Work instructions:
1 - According to the passage on the CACFP serious deficiency process, how many steps does the serious deficiency process have?
2 - Extend the passage on the CACFP serious deficiency process from where it stops.
───── Selected excerpt
A. Serious Deficiency Process for DCHs
Again, remember that CACFP regulations define seriously deficient as the status of an
institution or a day care hone that has been determined to be non-compliant in one or more
aspects in its operation of the Program [7 CFR 226.2]. The serious deficiency process offers a
systematic way for a sponsoring organization to take actions allowing DCHs to correct problems
and give them the opportunity for due process. If DCHs are unwilling or incapable of correcting
serious problems, the serious deficiency process protects Program integrity by terminating and
disqualifying those in noncompliance of Program requirements.
The serious deficiency process has six steps that start when a sponsoring organization
identifies a deficiency and ends when that deficiency has been resolved. The resolution will be
either the correction of the problem and the issuance of a temporary deferment of the serious
deficiency, or the DCH’s termination and disqualification from the Program.
──────────
───── Supplied records
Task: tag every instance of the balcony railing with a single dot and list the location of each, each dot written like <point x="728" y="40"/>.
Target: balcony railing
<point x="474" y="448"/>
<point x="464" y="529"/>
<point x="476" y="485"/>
──────────
Results of the tasks:
1 - Six steps.

2 -
The six steps in the serious deficiency process are:

1. Identify the serious deficiencies;
2. Issue a notice of serious deficiency;
3. Receive and assess the DCH’s written CAP;
4. Issue a notice of temporary deferral of the serious deficiency if the CAP is adequate, or
issue a notice of proposed termination and disqualification, including appeal procedures,
if the CAP is not adequate (or if no CAP is received);

5. If requested, hold an appeal, of the proposed termination and disqualification; and
6. If termination is upheld, issue a notice of final termination and disqualification or if
termination is overturned, issue a notice of temporary deferral.
Each of these steps is described in detail in this guidance. For a graphic chart of the steps,
reference Attachment B.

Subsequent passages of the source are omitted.